_PASSAGE:_

§ §

Data Shuffle

  • Howdy

    I need to shuffle data within our production database so we can provide it as a test database to a customer purchasing our software.

    I was hoping a statement such as below would help, but I just end up with the every row containing the exact same data.

    update customers

    set

    firstname = (select top 1 firstname from customers order by newid()),

    middlename = (select top 1 middlename from customers order by newid()),

    lastname = (select top 1 lastname from customers order by newid()),

    birthdate = (select top 1 birthdate from customers order by newid())

    Any help would be greatly appreciated. I can solve it using cursors but we have far too much data for this to be a feasible solution.

    Cheers,

    Craig

  • What is the primary key of the table?

    Also, since this is your first post, you might want to take a look at the link in my signature below... folks will be more likey to help if you help them a bit.

    --Jeff Moden


    RBAR is pronounced "ree-bar" and is a "Modenism" for Row-By-Agonizing-Row.
    First step towards the paradigm shift of writing Set Based code:
    ________Stop thinking about what you want to do to a ROW... think, instead, of what you want to do to a COLUMN.

    Change is inevitable... Change for the better is not.


    Helpful Links:
    How to post code problems
    How to Post Performance Problems
    Create a Tally Function (fnTally)

  • Ok... I borrowed some data and assume that you don't actually have a primary key... this should give you and idea...

§ §

[Data extracted from a collection]

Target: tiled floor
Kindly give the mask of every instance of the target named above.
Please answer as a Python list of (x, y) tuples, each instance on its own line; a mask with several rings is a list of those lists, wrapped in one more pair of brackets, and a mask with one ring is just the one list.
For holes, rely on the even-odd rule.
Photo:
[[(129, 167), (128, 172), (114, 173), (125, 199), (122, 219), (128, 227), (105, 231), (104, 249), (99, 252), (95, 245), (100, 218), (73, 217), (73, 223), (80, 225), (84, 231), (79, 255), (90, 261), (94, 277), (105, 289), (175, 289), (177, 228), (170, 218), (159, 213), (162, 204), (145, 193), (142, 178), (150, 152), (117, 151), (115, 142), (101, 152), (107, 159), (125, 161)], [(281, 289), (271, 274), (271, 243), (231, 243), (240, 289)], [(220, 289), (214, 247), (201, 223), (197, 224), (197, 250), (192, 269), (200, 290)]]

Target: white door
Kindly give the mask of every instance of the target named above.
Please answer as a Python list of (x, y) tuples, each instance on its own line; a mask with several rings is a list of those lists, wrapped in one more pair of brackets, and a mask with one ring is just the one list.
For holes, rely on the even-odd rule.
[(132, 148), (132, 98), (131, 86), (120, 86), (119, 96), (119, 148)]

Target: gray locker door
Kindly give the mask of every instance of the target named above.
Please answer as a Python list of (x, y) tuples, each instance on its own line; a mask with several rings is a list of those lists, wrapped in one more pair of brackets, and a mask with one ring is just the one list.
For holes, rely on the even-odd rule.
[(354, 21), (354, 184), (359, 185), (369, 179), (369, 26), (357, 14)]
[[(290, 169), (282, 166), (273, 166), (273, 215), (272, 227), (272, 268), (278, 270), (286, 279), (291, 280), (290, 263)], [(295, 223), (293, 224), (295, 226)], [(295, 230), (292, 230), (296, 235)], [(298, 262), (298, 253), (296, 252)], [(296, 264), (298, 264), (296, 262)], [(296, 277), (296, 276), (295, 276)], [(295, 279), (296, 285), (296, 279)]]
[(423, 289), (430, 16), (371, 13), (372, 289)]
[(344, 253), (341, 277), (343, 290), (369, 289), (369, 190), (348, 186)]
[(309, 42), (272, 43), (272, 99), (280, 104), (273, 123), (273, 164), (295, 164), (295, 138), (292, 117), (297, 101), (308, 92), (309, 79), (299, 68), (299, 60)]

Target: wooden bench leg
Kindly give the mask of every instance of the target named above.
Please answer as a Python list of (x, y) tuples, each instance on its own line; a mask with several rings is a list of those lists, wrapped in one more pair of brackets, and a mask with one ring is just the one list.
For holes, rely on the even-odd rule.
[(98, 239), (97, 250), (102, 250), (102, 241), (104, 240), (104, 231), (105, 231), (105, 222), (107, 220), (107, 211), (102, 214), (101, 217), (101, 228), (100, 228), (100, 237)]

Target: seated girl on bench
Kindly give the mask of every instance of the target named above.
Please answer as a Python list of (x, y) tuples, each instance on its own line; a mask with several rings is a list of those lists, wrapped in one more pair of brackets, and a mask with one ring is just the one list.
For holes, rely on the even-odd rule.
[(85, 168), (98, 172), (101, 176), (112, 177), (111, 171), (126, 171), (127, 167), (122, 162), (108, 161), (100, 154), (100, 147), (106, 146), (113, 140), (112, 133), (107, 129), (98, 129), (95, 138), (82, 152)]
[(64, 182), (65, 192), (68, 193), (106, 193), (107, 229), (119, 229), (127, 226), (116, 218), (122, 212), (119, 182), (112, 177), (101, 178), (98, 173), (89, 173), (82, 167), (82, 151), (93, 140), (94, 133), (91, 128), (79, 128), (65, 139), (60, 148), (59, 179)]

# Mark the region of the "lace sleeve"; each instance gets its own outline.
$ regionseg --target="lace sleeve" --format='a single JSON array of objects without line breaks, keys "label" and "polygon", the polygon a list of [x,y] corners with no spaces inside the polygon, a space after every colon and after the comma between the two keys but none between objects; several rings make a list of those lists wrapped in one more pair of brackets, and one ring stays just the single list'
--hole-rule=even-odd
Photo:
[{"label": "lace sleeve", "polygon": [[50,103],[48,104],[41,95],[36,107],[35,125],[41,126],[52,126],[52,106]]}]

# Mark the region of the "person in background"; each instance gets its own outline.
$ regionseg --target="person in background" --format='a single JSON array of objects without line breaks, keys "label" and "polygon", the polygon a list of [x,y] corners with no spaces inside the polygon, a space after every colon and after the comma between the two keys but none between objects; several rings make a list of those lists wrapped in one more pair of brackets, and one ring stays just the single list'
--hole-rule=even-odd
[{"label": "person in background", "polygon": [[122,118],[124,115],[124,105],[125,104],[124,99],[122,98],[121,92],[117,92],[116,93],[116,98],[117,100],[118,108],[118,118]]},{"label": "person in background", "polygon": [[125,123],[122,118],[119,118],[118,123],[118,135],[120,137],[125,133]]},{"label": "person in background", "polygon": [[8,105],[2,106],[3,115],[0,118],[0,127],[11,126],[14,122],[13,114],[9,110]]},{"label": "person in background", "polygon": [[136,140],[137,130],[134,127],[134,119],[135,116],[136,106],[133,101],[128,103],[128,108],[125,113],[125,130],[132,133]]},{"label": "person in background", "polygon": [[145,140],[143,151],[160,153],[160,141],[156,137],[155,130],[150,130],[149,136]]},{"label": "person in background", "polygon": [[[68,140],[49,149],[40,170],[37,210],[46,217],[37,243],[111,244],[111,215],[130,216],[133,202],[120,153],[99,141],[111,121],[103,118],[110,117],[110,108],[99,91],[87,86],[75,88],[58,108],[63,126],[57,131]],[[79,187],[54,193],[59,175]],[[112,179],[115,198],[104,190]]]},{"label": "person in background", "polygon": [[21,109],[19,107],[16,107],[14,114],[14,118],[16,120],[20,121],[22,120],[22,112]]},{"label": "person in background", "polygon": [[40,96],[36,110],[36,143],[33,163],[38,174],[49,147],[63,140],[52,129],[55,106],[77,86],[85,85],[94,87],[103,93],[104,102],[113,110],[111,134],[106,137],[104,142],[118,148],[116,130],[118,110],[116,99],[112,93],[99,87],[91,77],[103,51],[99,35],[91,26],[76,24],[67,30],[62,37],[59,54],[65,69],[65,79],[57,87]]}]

§ §

_WORK TO BE COMPLETED:_ Name every column that the update statement in the Data Shuffle thread assigns a value to. Rely only on the Data Shuffle thread.

_SOLUTION BELOW:_ firstname, middlename, lastname, birthdate